• TASK:
Rewrite the lines from the one containing "# test: point at every instance of the wooden brush" through the last line, changing "expected layout" to "sample layout" and keeping everything else the same. Give only those lines.
-- Start of SUPPLIED DATA --
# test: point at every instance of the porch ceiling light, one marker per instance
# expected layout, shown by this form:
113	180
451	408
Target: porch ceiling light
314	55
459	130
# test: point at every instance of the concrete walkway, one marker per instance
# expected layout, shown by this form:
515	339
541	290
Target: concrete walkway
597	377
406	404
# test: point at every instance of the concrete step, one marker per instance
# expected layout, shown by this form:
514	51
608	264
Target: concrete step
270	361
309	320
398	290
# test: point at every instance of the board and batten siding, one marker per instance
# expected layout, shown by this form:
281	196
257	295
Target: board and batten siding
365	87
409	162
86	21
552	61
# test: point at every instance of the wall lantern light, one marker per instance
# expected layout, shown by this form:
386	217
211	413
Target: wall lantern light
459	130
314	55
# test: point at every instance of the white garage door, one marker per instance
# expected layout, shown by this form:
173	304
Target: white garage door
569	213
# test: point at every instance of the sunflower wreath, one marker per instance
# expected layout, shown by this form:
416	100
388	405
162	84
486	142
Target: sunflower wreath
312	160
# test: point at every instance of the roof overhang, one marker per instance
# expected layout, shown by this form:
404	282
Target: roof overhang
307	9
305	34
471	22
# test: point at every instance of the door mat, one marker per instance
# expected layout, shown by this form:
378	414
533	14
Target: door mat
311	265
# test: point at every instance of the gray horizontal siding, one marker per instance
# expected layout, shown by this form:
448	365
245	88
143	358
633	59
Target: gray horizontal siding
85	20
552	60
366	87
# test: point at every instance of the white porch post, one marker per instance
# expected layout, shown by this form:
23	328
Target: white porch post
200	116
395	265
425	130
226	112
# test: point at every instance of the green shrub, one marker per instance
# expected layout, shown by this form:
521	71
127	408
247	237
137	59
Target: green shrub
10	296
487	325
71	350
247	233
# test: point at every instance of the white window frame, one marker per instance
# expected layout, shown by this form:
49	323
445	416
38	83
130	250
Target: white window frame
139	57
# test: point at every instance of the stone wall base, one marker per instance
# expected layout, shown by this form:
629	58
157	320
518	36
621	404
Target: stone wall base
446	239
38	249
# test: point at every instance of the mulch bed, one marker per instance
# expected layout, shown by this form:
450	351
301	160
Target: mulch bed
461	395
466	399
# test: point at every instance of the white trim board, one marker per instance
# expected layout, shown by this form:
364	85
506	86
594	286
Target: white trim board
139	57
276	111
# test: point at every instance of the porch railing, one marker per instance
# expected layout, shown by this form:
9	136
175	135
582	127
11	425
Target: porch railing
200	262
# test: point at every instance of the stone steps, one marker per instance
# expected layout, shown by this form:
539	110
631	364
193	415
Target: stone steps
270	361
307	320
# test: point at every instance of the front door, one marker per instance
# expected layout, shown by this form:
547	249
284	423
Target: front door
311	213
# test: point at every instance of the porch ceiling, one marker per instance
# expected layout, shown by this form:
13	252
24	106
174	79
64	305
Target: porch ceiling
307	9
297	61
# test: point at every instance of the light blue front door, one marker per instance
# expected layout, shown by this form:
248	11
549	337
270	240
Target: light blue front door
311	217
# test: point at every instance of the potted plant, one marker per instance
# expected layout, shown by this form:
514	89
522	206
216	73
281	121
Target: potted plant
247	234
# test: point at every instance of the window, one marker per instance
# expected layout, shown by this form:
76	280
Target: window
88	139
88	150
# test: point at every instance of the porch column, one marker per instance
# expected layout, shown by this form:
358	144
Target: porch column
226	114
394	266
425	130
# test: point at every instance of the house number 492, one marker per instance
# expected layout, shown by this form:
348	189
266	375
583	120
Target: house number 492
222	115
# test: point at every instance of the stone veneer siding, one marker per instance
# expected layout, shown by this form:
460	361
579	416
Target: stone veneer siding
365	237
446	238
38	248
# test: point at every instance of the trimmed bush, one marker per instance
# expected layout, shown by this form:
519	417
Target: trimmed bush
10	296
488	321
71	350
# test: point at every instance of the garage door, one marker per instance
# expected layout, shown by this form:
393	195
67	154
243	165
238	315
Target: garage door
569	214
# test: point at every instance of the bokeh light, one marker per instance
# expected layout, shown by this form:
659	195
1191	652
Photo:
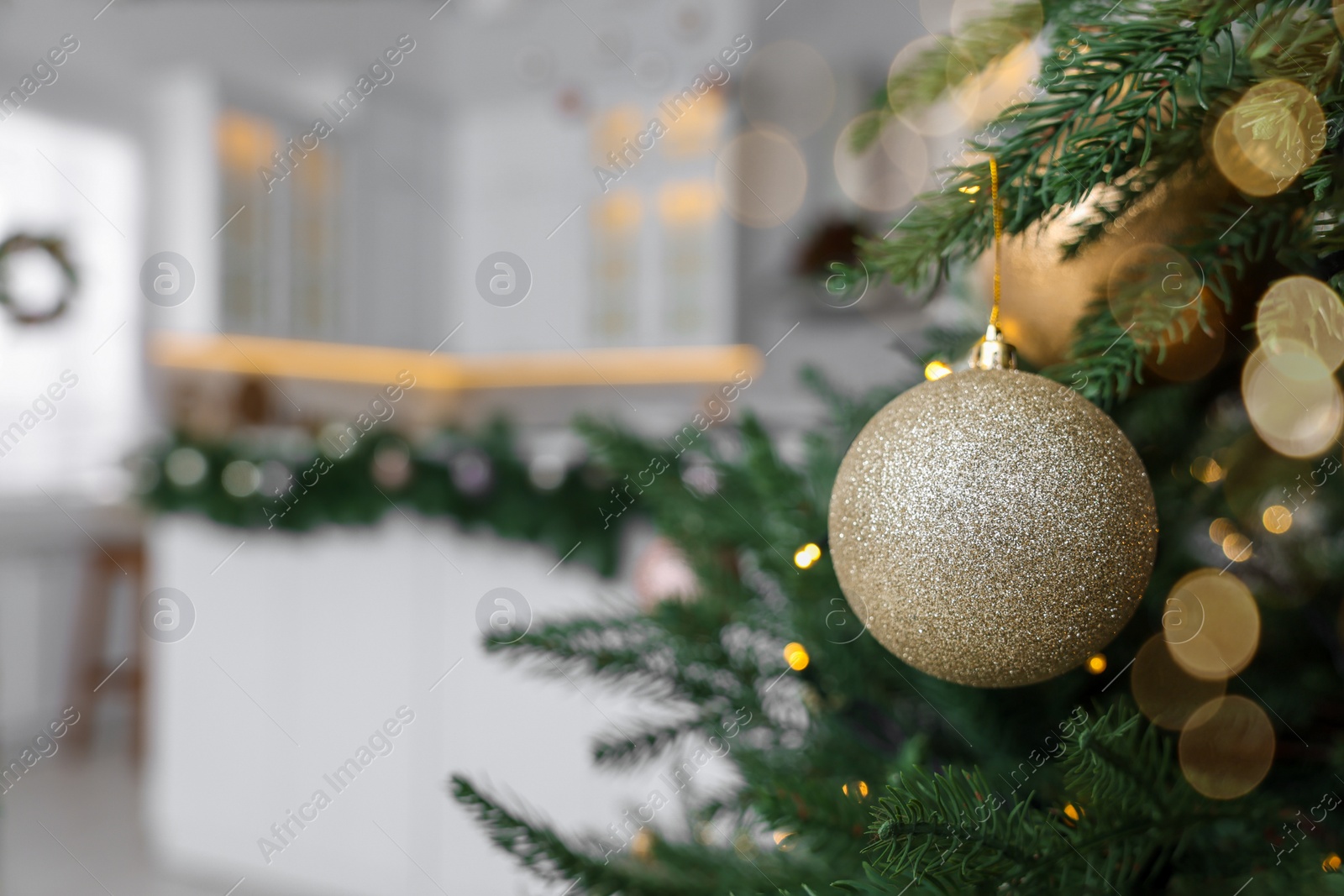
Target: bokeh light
1269	137
1292	399
1207	470
1277	519
889	172
1164	692
788	85
1211	624
936	369
857	790
763	177
1307	311
806	555
1226	747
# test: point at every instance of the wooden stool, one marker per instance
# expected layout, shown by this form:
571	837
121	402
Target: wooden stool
92	678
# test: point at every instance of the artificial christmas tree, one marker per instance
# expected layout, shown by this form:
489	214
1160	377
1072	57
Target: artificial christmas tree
862	774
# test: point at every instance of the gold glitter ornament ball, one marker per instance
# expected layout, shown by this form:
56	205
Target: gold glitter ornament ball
994	528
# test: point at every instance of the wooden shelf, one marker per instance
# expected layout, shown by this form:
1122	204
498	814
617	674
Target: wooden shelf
340	363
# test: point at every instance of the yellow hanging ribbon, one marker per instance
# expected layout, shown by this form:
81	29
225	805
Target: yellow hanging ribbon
999	233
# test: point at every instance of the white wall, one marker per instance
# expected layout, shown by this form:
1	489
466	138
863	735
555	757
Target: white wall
302	645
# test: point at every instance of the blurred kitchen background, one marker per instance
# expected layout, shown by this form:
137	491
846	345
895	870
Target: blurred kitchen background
205	297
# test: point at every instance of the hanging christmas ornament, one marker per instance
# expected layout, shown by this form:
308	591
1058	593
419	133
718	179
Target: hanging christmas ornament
992	527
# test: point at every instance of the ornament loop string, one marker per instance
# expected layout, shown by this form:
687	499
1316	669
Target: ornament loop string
999	234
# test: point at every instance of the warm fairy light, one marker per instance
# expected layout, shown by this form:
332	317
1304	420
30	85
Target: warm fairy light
1207	470
936	369
1277	519
862	789
1236	547
806	555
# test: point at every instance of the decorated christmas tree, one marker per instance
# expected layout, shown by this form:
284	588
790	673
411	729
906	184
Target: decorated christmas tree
1176	726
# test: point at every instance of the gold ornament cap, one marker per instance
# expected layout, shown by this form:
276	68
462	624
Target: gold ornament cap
992	352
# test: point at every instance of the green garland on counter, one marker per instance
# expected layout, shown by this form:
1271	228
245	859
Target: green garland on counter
288	479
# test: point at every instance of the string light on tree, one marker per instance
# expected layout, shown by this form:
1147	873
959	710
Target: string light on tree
936	369
796	656
806	555
992	527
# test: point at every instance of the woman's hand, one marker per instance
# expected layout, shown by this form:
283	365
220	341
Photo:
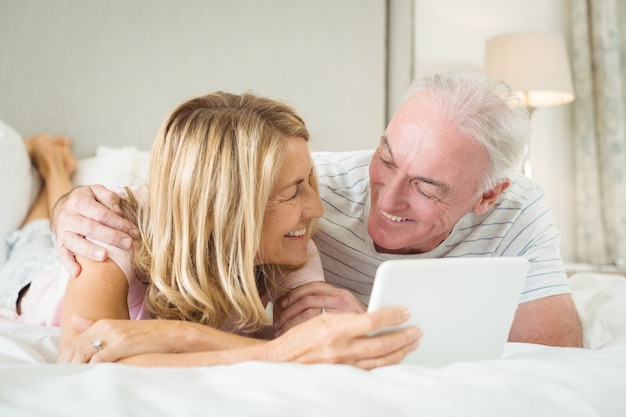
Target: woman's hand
91	211
119	339
309	300
347	338
122	339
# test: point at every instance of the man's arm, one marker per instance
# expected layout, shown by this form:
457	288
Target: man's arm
549	321
92	211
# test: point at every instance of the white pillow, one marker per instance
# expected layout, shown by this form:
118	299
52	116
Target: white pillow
112	167
19	183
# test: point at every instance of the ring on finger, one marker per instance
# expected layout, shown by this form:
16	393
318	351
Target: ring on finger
97	343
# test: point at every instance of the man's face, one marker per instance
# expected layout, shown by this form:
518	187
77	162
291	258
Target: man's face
424	177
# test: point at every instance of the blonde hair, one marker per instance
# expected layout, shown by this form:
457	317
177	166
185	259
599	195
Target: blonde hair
214	165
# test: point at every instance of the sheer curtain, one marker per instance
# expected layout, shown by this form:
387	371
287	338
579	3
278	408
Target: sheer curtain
599	72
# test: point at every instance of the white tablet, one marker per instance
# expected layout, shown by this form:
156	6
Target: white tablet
464	306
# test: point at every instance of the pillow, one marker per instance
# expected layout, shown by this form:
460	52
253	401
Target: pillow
19	182
112	167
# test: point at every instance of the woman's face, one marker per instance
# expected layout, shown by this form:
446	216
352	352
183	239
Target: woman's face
291	207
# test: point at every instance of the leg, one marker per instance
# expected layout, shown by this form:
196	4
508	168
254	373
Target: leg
55	162
33	244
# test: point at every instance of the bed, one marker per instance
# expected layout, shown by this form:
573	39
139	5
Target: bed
529	380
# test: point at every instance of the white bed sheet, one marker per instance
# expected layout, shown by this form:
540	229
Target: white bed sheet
530	380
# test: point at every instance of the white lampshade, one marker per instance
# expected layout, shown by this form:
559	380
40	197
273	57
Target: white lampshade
534	64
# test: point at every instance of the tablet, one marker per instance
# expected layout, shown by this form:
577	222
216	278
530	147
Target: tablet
464	306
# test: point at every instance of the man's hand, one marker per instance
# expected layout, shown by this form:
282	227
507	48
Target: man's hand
308	300
89	211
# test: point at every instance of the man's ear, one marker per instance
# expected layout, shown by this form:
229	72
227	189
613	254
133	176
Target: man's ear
489	197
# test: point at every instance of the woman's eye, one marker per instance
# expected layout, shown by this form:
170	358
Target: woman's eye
296	194
385	161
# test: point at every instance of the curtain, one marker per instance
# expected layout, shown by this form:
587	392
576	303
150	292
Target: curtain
598	55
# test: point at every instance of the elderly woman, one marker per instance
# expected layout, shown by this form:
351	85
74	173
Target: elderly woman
227	214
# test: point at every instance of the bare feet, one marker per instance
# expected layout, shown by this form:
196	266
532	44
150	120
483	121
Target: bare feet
49	153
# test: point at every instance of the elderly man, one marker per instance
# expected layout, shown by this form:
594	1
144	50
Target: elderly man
443	182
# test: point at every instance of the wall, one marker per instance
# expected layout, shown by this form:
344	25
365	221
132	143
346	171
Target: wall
449	33
108	72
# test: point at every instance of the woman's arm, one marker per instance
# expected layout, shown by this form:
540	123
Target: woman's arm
125	338
331	338
100	292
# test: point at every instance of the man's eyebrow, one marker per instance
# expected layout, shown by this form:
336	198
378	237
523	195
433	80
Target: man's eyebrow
384	143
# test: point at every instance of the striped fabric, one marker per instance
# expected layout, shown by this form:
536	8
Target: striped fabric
519	224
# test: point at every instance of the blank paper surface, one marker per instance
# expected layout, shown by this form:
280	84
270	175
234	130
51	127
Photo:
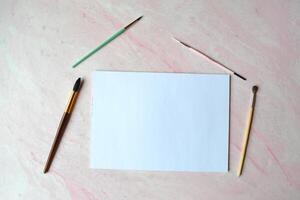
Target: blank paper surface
160	121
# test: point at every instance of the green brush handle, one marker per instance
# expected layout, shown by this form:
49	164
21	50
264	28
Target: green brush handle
114	36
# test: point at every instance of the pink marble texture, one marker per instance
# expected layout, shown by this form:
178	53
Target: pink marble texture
40	40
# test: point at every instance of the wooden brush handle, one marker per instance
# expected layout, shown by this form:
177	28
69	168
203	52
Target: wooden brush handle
59	134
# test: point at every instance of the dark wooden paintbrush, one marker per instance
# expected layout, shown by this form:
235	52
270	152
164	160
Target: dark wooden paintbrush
63	123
-- End of SUPPLIED DATA --
• EXPECTED ANSWER:
# test: point at every instance of the wooden brush handle, one marker per instance
# sample layout, shown by this form:
177	28
69	168
203	52
Target: wooden brush handle
59	134
# test: point at every instance of the dark wooden paintbrush, one marker per instance
# sample layout, shown by this form:
235	52
270	152
164	160
Target: dark wooden paintbrush
63	123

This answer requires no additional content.